If you’ve read any of my previous blogs, you may have noticed that I tend to focus on cutting edge issues, reflected in “hot-off-the-presses” journal articles and cases. Today, I’d like to focus on a trend that I believe litigation attorneys are going to confront more and more frequently.


There was a time when a medical expert witness could testify from charts and examinations, a forensic accountant could examine books and records kept in the “ordinary course of business,” and, for the most part, it was then up to the jury to determine whose analysis seemed most plausible. While that approach will likely remain the same for the foreseeable future, there is a new issue that is lurking in the very near future: digital forensics.

Digital forensics is a relatively new field and consequently doesn’t have as many pre-existing rules and regulations regarding admissibility and reliability. While this issue seems straightforward enough, its implications may be extraordinary.

As digital software and hardware change and improve on a daily basis, the standards are in a constant state of flux. Imagine the medical imaging software from 2010 – fairly recent – being upgraded in 2013 and suddenly it is both obsolete and unreliable. Or the forensic accountant who testifies that certain records are maintained in the regular course of his business, but as it turns out, the underlying software is flawed and thus creates unreliable anomalies. Can an attorney rely exclusively upon the testimony of the accountant expert witness when the principal issue may be about the software?

Problem to solve>
Decide whether each statement agrees with the blog post on digital forensics. For each, answer yes or no and quote the words from the post that decide it. (a) Digital forensics has as many pre-existing rules on admissibility and reliability as older fields. (b) Standards for digital software and hardware keep changing. (c) The older way of weighing expert testimony will likely change soon.

Input data>
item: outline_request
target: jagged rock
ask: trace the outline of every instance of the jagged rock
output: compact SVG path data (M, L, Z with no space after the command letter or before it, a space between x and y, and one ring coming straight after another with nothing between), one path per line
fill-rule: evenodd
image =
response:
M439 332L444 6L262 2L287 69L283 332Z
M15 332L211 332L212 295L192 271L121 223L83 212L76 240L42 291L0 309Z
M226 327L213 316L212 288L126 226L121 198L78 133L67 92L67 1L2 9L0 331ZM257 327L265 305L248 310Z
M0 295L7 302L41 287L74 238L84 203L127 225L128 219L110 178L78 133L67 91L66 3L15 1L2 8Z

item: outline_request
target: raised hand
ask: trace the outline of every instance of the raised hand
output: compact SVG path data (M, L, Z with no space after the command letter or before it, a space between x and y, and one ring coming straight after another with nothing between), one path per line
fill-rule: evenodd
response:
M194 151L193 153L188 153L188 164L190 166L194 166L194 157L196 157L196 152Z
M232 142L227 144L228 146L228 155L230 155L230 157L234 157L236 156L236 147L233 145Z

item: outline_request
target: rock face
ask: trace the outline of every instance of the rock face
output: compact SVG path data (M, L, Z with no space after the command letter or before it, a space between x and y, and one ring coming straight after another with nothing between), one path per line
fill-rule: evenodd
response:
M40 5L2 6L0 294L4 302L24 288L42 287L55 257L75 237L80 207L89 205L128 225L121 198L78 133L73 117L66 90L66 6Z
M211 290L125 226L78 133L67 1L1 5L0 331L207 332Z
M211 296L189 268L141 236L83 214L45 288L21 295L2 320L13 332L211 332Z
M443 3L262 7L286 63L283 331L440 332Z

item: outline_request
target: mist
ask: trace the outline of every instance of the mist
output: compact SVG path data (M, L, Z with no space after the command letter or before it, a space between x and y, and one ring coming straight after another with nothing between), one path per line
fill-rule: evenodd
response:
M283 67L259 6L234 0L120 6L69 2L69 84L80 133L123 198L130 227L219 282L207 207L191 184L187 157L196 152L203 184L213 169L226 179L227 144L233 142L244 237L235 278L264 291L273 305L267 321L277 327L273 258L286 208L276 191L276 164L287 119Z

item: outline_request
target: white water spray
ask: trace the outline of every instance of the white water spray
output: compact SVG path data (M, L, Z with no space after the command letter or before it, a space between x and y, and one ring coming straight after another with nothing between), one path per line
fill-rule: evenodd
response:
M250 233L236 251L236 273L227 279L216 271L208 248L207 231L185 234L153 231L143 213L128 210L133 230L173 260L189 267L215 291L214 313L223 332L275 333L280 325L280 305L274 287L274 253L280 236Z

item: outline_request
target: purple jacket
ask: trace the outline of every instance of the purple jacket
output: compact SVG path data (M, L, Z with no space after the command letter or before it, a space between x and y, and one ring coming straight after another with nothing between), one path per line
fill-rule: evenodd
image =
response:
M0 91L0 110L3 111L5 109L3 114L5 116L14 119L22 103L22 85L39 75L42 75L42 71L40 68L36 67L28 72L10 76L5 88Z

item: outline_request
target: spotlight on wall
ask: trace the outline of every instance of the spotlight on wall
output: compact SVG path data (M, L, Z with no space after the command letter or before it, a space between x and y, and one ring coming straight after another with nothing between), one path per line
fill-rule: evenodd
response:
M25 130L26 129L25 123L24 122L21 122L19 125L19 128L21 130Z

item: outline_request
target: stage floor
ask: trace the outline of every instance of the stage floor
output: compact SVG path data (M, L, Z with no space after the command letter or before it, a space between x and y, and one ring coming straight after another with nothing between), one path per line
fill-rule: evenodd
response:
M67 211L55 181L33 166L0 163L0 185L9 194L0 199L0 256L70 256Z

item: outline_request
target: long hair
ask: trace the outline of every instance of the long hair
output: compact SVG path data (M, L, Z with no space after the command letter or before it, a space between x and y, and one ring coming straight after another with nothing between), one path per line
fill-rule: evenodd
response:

Solution>
(a) No: "doesn’t have as many pre-existing rules and regulations regarding admissibility and reliability"
(b) Yes: "the standards are in a constant state of flux"
(c) No: "that approach will likely remain the same for the foreseeable future"